Your task » Retype all of the entries word for word.

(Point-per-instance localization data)
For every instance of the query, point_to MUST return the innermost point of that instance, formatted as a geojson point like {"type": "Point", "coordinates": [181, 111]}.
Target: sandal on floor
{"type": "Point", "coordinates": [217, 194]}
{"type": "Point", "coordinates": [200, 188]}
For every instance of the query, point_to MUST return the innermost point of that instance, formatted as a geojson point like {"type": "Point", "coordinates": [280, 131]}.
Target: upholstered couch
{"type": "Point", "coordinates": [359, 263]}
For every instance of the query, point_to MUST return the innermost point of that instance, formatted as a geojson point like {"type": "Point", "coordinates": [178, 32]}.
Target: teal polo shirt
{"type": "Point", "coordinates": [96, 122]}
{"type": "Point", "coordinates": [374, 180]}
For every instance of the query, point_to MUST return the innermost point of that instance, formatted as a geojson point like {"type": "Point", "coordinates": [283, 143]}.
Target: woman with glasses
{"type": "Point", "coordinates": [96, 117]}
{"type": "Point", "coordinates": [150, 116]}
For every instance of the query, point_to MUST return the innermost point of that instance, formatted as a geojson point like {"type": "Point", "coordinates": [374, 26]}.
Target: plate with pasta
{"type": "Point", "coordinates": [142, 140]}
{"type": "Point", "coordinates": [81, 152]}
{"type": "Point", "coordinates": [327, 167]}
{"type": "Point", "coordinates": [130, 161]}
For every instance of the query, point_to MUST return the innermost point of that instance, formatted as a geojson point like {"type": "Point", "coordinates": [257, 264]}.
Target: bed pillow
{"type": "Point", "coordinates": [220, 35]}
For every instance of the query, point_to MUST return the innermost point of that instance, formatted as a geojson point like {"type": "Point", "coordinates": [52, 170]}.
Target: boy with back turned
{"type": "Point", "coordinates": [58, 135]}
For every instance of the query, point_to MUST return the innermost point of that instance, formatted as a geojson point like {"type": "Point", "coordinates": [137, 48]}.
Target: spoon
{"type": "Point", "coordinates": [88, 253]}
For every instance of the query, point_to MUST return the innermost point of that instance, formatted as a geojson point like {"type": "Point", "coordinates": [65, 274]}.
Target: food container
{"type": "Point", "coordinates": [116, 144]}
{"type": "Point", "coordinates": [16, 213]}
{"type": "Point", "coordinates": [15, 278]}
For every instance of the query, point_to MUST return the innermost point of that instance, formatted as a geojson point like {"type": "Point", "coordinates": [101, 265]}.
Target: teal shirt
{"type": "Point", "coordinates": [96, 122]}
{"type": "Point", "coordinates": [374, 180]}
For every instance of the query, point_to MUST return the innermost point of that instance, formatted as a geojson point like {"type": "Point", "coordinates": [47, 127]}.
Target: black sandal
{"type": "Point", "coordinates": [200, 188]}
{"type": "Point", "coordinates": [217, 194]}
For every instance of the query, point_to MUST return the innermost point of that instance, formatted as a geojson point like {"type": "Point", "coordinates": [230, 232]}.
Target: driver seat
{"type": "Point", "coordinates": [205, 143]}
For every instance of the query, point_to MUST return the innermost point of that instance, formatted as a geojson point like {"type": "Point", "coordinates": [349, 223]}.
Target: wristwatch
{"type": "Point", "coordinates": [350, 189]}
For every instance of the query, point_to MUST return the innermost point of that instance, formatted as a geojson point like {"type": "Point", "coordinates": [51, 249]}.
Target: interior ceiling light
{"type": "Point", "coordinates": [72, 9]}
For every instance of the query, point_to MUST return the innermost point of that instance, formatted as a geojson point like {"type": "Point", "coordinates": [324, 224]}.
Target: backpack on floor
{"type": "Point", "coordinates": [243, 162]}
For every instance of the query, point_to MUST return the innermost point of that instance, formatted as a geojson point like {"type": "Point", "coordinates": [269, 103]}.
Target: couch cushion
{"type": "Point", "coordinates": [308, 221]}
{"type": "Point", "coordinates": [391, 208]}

Solution for this task »
For every instance of the query, point_to MUST return the innermost point of that instance, formatted as a geojson point like {"type": "Point", "coordinates": [181, 111]}.
Target: sandal on floor
{"type": "Point", "coordinates": [217, 194]}
{"type": "Point", "coordinates": [200, 188]}
For every instance of the query, point_to MUST return the innermost point of that instance, formatted as a geojson point like {"type": "Point", "coordinates": [280, 131]}.
Target: upholstered couch
{"type": "Point", "coordinates": [359, 263]}
For every instance of the query, point_to MUST return the innermost point of that instance, formatted as a geojson point like {"type": "Point", "coordinates": [178, 32]}.
Target: teal polo shirt
{"type": "Point", "coordinates": [96, 122]}
{"type": "Point", "coordinates": [374, 180]}
For every instance of the query, point_to MUST return the innermost point of that instance, formatted as a geojson point like {"type": "Point", "coordinates": [283, 143]}.
Target: woman with glasses
{"type": "Point", "coordinates": [96, 117]}
{"type": "Point", "coordinates": [150, 116]}
For every instance of the query, point_to MUST return the innermost point of that instance, formatted as a geojson point like {"type": "Point", "coordinates": [374, 26]}.
Target: plate with pasta
{"type": "Point", "coordinates": [142, 140]}
{"type": "Point", "coordinates": [81, 152]}
{"type": "Point", "coordinates": [327, 167]}
{"type": "Point", "coordinates": [130, 161]}
For every instance of the query, point_to MUST return the innermost point of that instance, formatted as a geojson point like {"type": "Point", "coordinates": [257, 264]}.
Target: bed pillow
{"type": "Point", "coordinates": [220, 35]}
For every instance of the query, point_to MUST return the innermost point of that instance, formatted as a geojson point like {"type": "Point", "coordinates": [52, 170]}.
Target: boy with back turned
{"type": "Point", "coordinates": [58, 135]}
For every instance of the query, point_to MUST return the innermost point of that instance, formatted as a geojson point like {"type": "Point", "coordinates": [137, 48]}.
Target: spoon
{"type": "Point", "coordinates": [88, 253]}
For every instance of the query, point_to MUST return the innermost point of that instance, formatted as a geojson point like {"type": "Point", "coordinates": [65, 274]}.
Target: food container
{"type": "Point", "coordinates": [116, 144]}
{"type": "Point", "coordinates": [16, 213]}
{"type": "Point", "coordinates": [15, 278]}
For every instance of the query, point_to MUST return the innermost point of that instance, formatted as a geojson point like {"type": "Point", "coordinates": [101, 265]}.
Target: teal shirt
{"type": "Point", "coordinates": [96, 122]}
{"type": "Point", "coordinates": [374, 180]}
For every instance of the query, point_to MUST return the innermost point of that instance, formatted as a geojson point like {"type": "Point", "coordinates": [47, 127]}.
Target: black sandal
{"type": "Point", "coordinates": [200, 188]}
{"type": "Point", "coordinates": [217, 194]}
For every instance of the query, point_to MUST return the innermost point of that instance, formatted as a geojson point like {"type": "Point", "coordinates": [230, 232]}.
Target: driver seat
{"type": "Point", "coordinates": [205, 143]}
For every instance of the query, point_to MUST return the innermost point of that instance, formatted as a geojson point like {"type": "Point", "coordinates": [349, 223]}.
Target: wristwatch
{"type": "Point", "coordinates": [350, 189]}
For every instance of the query, point_to MUST return the innermost point of that instance, formatted as a geojson point like {"type": "Point", "coordinates": [51, 249]}.
Target: interior ceiling light
{"type": "Point", "coordinates": [72, 9]}
For every instance of the query, point_to MUST return the innermost point of that instance, formatted as a geojson point like {"type": "Point", "coordinates": [324, 224]}.
Target: backpack on floor
{"type": "Point", "coordinates": [243, 162]}
For every instance of the query, point_to MUST return the innermost point of that instance, formatted as a geojson point like {"type": "Point", "coordinates": [269, 103]}.
Target: couch cushion
{"type": "Point", "coordinates": [308, 221]}
{"type": "Point", "coordinates": [391, 208]}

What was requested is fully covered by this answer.